= PROBLEM STATEMENT =
Write out every one of the rows below, character for character, with no changes.

= ITEMS =
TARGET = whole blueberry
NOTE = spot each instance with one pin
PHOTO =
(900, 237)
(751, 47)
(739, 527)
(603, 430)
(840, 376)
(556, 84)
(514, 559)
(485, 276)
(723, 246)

= WORKED ANSWER =
TARGET = whole blueberry
NOTE = spot each instance with one pin
PHOTO =
(900, 237)
(751, 47)
(739, 527)
(603, 430)
(840, 376)
(556, 84)
(514, 559)
(485, 276)
(723, 246)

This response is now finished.